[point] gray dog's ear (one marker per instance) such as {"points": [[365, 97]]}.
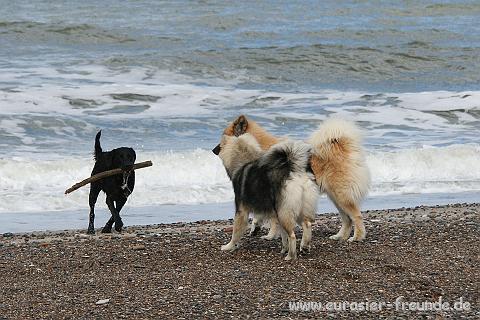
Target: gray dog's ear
{"points": [[240, 125]]}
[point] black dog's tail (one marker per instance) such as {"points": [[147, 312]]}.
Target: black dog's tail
{"points": [[98, 148]]}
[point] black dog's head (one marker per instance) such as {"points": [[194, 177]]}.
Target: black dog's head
{"points": [[123, 158]]}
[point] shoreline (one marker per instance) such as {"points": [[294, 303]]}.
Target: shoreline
{"points": [[20, 222], [177, 270]]}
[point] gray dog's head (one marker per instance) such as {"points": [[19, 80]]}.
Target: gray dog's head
{"points": [[235, 152]]}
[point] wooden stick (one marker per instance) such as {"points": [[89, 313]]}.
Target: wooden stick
{"points": [[105, 174]]}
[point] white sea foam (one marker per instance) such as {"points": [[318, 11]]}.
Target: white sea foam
{"points": [[29, 184]]}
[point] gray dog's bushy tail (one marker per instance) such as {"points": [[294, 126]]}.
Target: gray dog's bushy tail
{"points": [[98, 148]]}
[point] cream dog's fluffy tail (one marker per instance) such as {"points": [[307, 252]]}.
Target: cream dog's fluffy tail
{"points": [[337, 145]]}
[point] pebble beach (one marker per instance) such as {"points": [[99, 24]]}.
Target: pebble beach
{"points": [[178, 271]]}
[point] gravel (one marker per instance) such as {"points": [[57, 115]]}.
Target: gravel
{"points": [[178, 271]]}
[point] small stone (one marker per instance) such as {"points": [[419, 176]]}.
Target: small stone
{"points": [[103, 301], [138, 247]]}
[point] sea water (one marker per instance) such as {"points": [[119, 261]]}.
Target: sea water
{"points": [[166, 78]]}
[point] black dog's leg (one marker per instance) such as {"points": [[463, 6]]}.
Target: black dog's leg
{"points": [[92, 199], [109, 224], [115, 215]]}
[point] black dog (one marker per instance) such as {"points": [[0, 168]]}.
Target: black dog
{"points": [[117, 187]]}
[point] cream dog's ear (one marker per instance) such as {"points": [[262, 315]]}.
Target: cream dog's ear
{"points": [[240, 125]]}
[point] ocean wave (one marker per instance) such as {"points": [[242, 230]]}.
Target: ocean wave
{"points": [[33, 31], [198, 176]]}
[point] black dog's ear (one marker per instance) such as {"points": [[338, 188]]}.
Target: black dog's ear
{"points": [[240, 125]]}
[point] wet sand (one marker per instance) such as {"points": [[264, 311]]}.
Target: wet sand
{"points": [[178, 270]]}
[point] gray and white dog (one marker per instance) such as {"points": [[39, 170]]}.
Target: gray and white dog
{"points": [[274, 183]]}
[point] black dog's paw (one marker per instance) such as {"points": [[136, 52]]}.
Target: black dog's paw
{"points": [[107, 230], [118, 226]]}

· · · · ·

■ **AIM**:
Copy out all of the rows above verbatim, leaving out the picture.

■ **WORKED ANSWER**:
[point] gray dog's ear (one marker per instance) such as {"points": [[365, 97]]}.
Target: gray dog's ear
{"points": [[240, 125]]}
[point] black dog's tail (one marker per instance) such as {"points": [[147, 312]]}.
Target: black dog's tail
{"points": [[98, 148]]}
[point] black dog's head (one marker per instance) such as {"points": [[194, 177]]}.
Target: black dog's head
{"points": [[123, 158]]}
[point] shoreline (one marker per instance) such as {"points": [[294, 303]]}.
Target: shoreline
{"points": [[20, 222], [177, 270]]}
[point] gray dog's head (one marker per instance) such as {"points": [[19, 80]]}.
Target: gray dog's head
{"points": [[235, 152]]}
[point] wooden stick (one marker per instance) such as {"points": [[89, 313]]}.
Target: wooden stick
{"points": [[105, 174]]}
[point] white sea foam (one marker per instance) such as {"points": [[318, 11]]}.
Target: white sea foam
{"points": [[29, 184]]}
[point] gray dog's bushy tail (one marker per instance) such as {"points": [[294, 126]]}.
Target: gray dog's bushy tail
{"points": [[98, 148]]}
[point] cream dog's fluffy tail (one marker per instance) such as {"points": [[307, 252]]}.
Target: cream dog's fluffy tail
{"points": [[337, 145]]}
[point] pebble beach (one marker per instance) such as {"points": [[99, 24]]}.
Target: pebble beach
{"points": [[178, 271]]}
[point] gravel (one marker per instance) such as {"points": [[57, 115]]}.
Target: gravel
{"points": [[178, 271]]}
[point] small stone (one marker per instance) such as {"points": [[419, 176]]}.
Target: small stone
{"points": [[103, 301], [138, 247]]}
[point] sea water (one marker per instance) such as {"points": [[119, 261]]}.
Target: sea water
{"points": [[166, 78]]}
[point] black dog's leg (one marker per instance) such as {"points": [[463, 6]]}.
Target: black dog's leg
{"points": [[92, 199], [109, 224], [115, 215]]}
[point] black dog (one marker per instance) such as {"points": [[0, 168]]}.
Target: black dog
{"points": [[117, 187]]}
[point] cream dog's ear (one marker per instance) such as {"points": [[262, 315]]}.
Target: cream dog's ear
{"points": [[240, 125]]}
[point] ocean wave (one marker per instance) such as {"points": [[242, 230]]}.
Target: ocean wave
{"points": [[33, 31], [198, 176]]}
[point] black dog's ear (one marker per instance) such as {"points": [[338, 188]]}.
Target: black dog's ear
{"points": [[240, 125]]}
[point] wet sand (one marker per instance) such as {"points": [[264, 311]]}.
Target: wet sand
{"points": [[178, 270]]}
[point] gray and white dog (one marker per instance) such as {"points": [[39, 170]]}.
Target: gray and white dog
{"points": [[274, 183]]}
[point] black dog's paw (one marker per instance) such as {"points": [[136, 52]]}.
Target: black dog's paw
{"points": [[107, 230], [118, 226]]}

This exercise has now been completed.